** Work instructions **
(A) Answer these questions about the Node.js setup guide, one line each:
(i) Which version of Windows already comes with Windows Terminal installed?
(ii) Which interfaces can be run from Windows Terminal?
(iii) What phrase does the NVM for Windows project use about its relation to the UNIX-based NVM?
(B) In the Node.js setup guide, copy the part that opens with "This is a hardware-accelerated" and closes with "versions from there.", renaming "terminal" to "console" throughout.

You are also aware that there are multiple Node.js versions in active development and it is fairly common to find projects in the wild that only run in a handful of them.
Then this guide is for you. So let's set up a Windows machine for Node.js with multiple version management, while also addressing common pitfalls.
How to Install Windows Terminal
If you are using Windows 11, good news: you already have the Windows Terminal installed. If not, open the Microsoft Store and download it free of charge.
This is a hardware-accelerated tabbed terminal from which you can run Powershell, CMD or WSL interfaces. And it's an important (and, some would say, pretty belated) step towards making the Windows development experience similar to other major OS's.
Installing this terminal is highly recommended if you plan to develop on Windows, using Node.js or otherwise.
How to Install NVM for Windows
Now, instead of installing Node.js from the official website, we should install the Node Version Manager and download Node versions from there.
If you already have Node installed this should not be a major problem as NVM will overwrite any node-related environment variables and symlinks. Still, I'd recommend that you uninstall it anyway as this process will render the current installation completely useless.
Note that this is not the same as the UNIX-based NVM project, although it is functionally equivalent. "Similar, not identical" as the project itself discloses.
Unzip the folder's contents and run
However, you'll then be prompted to indicate where to keep the Node.js symlink, and (at least in versions up to 1.1.8) there's a catch: you cannot keep the symlink under a path which contains whitespaces, and unfortunately the default installation path (currently
C:\Program Files\nodejs) steps right into this trap.

** Provided material **
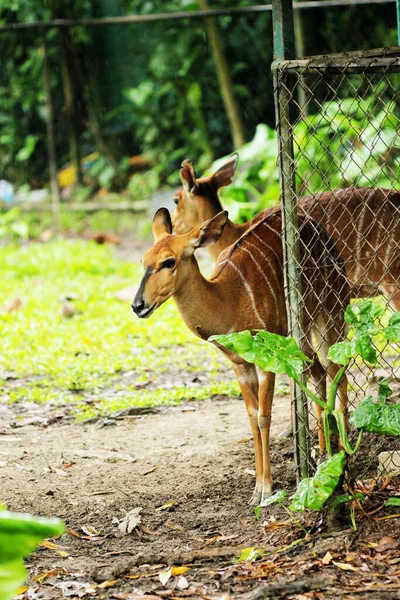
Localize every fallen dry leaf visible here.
[332,560,359,571]
[142,465,160,475]
[322,551,333,565]
[171,566,189,576]
[81,525,100,537]
[15,585,28,596]
[176,575,189,590]
[90,231,121,244]
[158,569,172,585]
[155,500,176,512]
[118,506,143,535]
[97,579,119,590]
[165,521,185,531]
[33,569,67,583]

** Answers in order **
(A)
(i) Windows 11
(ii) Powershell, CMD or WSL
(iii) "Similar, not identical"

(B)
This is a hardware-accelerated tabbed console from which you can run Powershell, CMD or WSL interfaces. And it's an important (and, some would say, pretty belated) step towards making the Windows development experience similar to other major OS's.
Installing this console is highly recommended if you plan to develop on Windows, using Node.js or otherwise.
How to Install NVM for Windows
Now, instead of installing Node.js from the official website, we should install the Node Version Manager and download Node versions from there.